■ Exercise
Pictures in the records should not be copied, but every other part must be repeated exactly.

_ _ _

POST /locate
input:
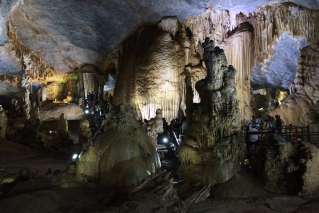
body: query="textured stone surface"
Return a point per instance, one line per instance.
(123, 154)
(288, 167)
(212, 149)
(150, 73)
(305, 100)
(67, 34)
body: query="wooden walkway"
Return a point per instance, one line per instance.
(289, 133)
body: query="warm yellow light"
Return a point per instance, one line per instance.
(281, 96)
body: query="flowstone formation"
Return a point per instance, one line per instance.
(122, 156)
(212, 149)
(289, 168)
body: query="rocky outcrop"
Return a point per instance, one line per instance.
(54, 112)
(305, 97)
(122, 156)
(212, 144)
(150, 73)
(289, 168)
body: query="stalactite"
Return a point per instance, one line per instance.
(150, 73)
(33, 64)
(271, 21)
(240, 53)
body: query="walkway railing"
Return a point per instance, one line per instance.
(290, 133)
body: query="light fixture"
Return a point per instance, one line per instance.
(165, 140)
(75, 156)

_ _ _

■ Expected output
POST /locate
input:
body: query="textured stone surface"
Return a point per instance, one line per instance.
(123, 154)
(288, 167)
(212, 149)
(150, 73)
(305, 100)
(67, 34)
body: query="wooden walkway"
Return a point per instance, one line per instance.
(289, 133)
body: query="warm yellow light"
Return a point per instance, one line per instance.
(281, 96)
body: query="flowstone formation"
Return a point per instance, one line per instance.
(122, 156)
(212, 149)
(289, 168)
body: query="rocky outcrop"
Return a point per instance, one line per instance.
(54, 112)
(305, 97)
(122, 156)
(212, 144)
(150, 73)
(289, 168)
body: query="stalactite"
Return a point per instance, one line per instance.
(150, 73)
(33, 64)
(271, 21)
(240, 53)
body: query="walkway railing"
Return a point per instance, one line per instance.
(290, 133)
body: query="light fixture"
Return a point per instance, one line per instance.
(165, 140)
(75, 156)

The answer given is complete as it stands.